What you will do:
[A] Answer these questions from the passage on gender and Hinduism, one line each:
(i) What journal does Madhu Kishwar edit?
(ii) Which two feminists are less troubled by the foreign origin of the term feminism?
(iii) In what context do some Indian feminists who deal with Hindu women's issues look at those issues?
[B] Name every person mentioned in the passage on gender and Hinduism, including its author.

Passage to read:

********************

Gender and Hinduism

Gender and Hinduism

By Sharada Sugirtharajah 
Feminism: Definitional Ambiguities

As with the term Hinduism,' the label feminism, too, is problematic. Not all Indian women scholars are comfortable with the term feminism. Madhu Kishwar, the editor of Manushi, an Indian women's journal, rejects the term feminism because she finds all "isms" inadequate, and because the term is closely linked with the Western women's movement, but she has "no quarrel with western feminist movements in their own context."2 Rather than being caught up in disentangling Western assumptions and nuances that go with the term, she prefers to dispense with it. Yet there are women's movements in India that have no problems with the label. Feminists such as Kamla Bhasin and Nighat Said Khan are less troubled by the foreign origin of the term but more concerned about what it stands for.3

Most of those who are happy to call themselves feminists have little to do with religion, and some prefer to distance themselves from it. They shy away from religion or dismiss it as being oppressive and restrictive. There are some

Indian feminists who deal with issues pertaining to Hindu women, but would not call themselves Hindu feminists, for they are looking at women's issues not necessarily from the standpoint of religion but in the context of their own disciplines. In fact, not many Hindu women scholars would like to call themselves feminists.

********************

Entries supplied:
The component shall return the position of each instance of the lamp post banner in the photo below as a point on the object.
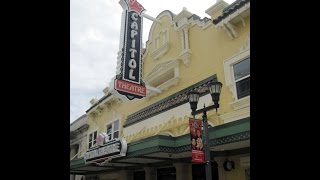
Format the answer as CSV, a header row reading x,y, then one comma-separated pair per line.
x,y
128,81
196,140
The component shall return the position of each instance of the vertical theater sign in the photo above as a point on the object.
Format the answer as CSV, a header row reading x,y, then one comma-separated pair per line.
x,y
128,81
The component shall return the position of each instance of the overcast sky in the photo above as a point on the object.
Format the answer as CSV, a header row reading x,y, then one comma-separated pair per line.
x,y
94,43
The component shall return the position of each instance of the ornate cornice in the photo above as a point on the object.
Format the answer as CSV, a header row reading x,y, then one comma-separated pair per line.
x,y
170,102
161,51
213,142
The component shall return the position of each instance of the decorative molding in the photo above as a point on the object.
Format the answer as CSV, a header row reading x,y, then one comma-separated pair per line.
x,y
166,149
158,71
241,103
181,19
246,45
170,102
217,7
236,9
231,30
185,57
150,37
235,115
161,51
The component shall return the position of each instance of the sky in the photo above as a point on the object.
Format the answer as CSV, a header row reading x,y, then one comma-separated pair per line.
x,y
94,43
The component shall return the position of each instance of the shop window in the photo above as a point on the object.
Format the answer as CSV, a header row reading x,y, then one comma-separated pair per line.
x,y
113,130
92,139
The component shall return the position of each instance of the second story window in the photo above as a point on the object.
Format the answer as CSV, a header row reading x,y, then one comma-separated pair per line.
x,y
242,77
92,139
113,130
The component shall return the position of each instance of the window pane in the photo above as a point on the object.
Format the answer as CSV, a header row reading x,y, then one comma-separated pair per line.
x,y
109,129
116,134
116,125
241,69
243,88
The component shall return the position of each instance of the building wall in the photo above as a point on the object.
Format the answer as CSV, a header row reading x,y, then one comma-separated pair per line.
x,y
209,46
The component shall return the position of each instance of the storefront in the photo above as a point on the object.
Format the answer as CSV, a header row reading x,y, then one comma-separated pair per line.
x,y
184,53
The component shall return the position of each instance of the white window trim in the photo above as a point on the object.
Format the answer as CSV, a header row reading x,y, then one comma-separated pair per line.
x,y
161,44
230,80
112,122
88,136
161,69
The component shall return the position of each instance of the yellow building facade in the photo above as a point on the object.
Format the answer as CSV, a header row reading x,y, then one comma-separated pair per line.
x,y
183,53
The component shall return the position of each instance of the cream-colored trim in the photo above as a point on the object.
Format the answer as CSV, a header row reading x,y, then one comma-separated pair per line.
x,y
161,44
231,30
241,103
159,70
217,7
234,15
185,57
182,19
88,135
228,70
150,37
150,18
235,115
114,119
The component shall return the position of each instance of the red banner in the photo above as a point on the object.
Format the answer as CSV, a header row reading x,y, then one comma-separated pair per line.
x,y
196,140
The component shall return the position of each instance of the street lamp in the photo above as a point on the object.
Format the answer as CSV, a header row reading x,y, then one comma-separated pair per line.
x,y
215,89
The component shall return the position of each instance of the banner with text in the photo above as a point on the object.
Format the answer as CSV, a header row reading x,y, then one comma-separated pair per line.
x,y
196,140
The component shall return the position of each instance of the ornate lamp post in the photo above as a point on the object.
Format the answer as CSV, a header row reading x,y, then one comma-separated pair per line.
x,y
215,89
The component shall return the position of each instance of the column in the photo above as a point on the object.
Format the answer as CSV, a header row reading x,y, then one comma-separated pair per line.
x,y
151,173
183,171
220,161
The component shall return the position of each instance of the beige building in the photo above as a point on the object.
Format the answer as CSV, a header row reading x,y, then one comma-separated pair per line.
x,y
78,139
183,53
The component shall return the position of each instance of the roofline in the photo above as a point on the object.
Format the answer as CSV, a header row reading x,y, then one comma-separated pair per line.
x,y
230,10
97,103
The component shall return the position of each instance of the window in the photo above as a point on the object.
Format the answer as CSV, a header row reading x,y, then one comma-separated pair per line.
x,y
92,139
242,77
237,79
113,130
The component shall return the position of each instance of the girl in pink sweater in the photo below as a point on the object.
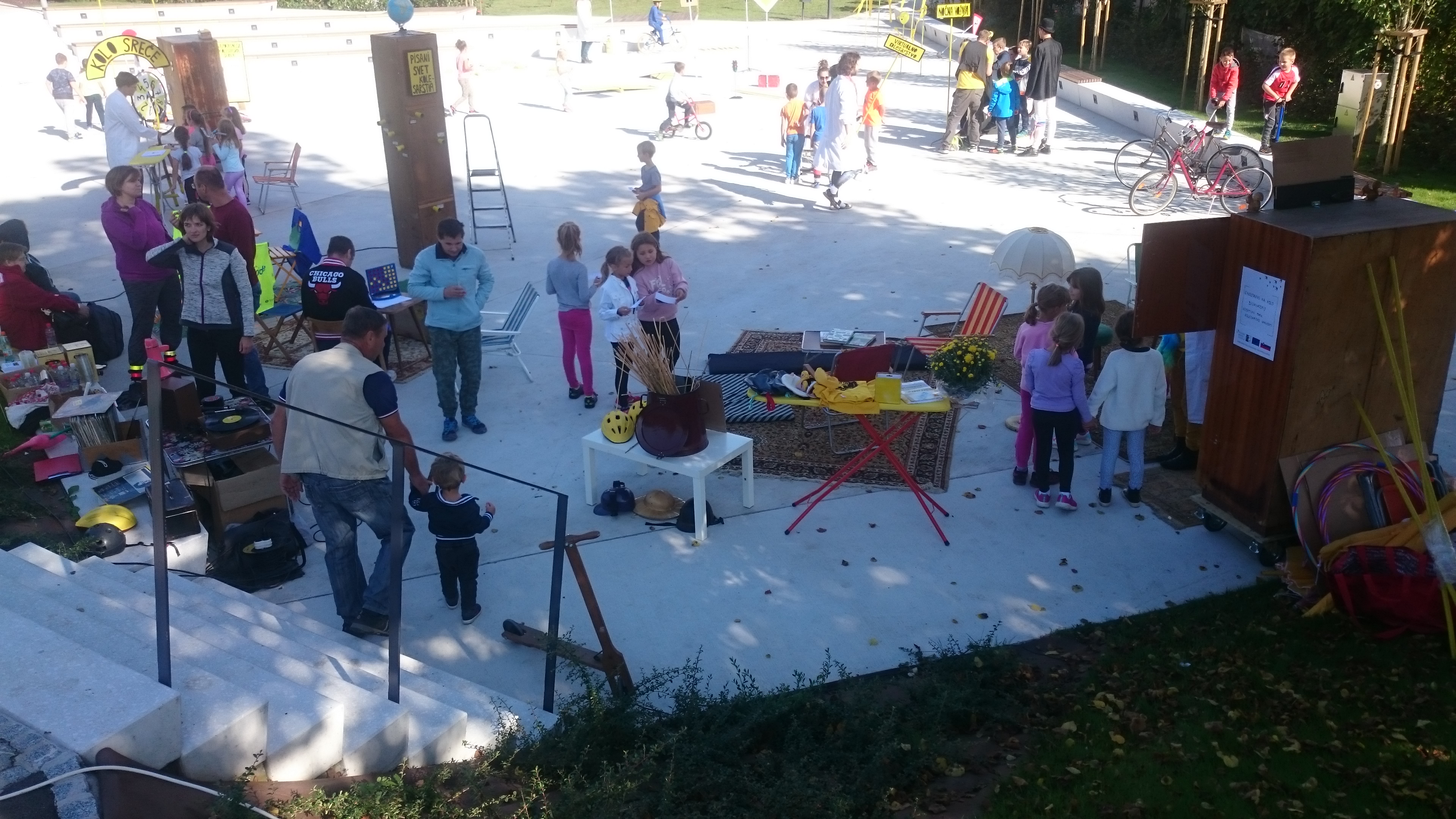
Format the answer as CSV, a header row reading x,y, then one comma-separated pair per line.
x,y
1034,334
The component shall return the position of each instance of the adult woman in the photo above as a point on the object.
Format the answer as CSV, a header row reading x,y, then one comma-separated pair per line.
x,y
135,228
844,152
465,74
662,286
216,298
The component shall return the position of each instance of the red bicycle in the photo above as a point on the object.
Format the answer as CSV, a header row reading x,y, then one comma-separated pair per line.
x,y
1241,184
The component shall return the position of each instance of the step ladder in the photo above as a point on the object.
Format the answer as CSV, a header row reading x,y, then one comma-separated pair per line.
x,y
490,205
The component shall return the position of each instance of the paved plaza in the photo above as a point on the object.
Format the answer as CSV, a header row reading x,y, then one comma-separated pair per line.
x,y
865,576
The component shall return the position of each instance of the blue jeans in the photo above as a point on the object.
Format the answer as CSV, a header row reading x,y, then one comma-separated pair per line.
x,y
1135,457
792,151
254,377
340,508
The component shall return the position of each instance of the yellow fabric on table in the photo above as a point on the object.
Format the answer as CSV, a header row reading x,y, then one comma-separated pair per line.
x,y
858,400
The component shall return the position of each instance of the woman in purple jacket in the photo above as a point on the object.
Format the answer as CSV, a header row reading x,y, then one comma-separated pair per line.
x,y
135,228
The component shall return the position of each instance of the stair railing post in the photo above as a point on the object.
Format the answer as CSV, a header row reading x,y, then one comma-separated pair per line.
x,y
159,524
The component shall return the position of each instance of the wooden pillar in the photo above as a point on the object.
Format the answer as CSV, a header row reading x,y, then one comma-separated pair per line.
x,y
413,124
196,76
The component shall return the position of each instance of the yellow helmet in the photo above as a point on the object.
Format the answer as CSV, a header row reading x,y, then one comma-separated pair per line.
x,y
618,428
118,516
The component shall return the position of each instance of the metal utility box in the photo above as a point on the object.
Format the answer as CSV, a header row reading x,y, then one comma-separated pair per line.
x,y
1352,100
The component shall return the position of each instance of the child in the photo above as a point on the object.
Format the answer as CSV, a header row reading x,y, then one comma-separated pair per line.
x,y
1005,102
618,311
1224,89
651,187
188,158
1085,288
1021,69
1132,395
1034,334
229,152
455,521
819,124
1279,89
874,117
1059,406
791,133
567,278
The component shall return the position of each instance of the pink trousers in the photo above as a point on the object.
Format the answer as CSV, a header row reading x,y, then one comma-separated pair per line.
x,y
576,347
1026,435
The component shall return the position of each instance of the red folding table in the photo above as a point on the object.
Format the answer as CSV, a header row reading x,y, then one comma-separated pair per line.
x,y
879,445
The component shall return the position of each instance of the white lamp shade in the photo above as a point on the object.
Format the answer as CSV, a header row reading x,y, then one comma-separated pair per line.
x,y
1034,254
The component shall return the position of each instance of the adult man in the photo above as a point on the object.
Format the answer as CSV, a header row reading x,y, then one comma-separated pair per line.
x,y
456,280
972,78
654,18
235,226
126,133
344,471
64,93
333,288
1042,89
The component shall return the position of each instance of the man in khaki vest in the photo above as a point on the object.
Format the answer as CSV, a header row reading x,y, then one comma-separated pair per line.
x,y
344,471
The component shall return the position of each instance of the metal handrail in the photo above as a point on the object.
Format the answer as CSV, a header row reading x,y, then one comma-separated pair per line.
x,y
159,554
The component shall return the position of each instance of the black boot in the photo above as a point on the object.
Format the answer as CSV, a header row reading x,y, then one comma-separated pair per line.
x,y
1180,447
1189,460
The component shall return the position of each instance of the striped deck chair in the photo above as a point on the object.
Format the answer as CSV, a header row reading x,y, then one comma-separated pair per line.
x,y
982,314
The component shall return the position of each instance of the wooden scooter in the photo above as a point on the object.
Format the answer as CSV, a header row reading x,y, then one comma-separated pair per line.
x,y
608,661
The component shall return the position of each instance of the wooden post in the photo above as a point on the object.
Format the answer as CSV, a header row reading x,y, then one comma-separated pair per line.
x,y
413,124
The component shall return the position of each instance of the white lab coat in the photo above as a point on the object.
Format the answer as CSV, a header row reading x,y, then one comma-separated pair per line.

********************

Task-by-task solutions:
[A]
(i) Manushi, an Indian women's journal.
(ii) Kamla Bhasin and Nighat Said Khan.
(iii) In the context of their own disciplines, not necessarily from the standpoint of religion.

[B]
Sharada Sugirtharajah
Madhu Kishwar
Kamla Bhasin
Nighat Said Khan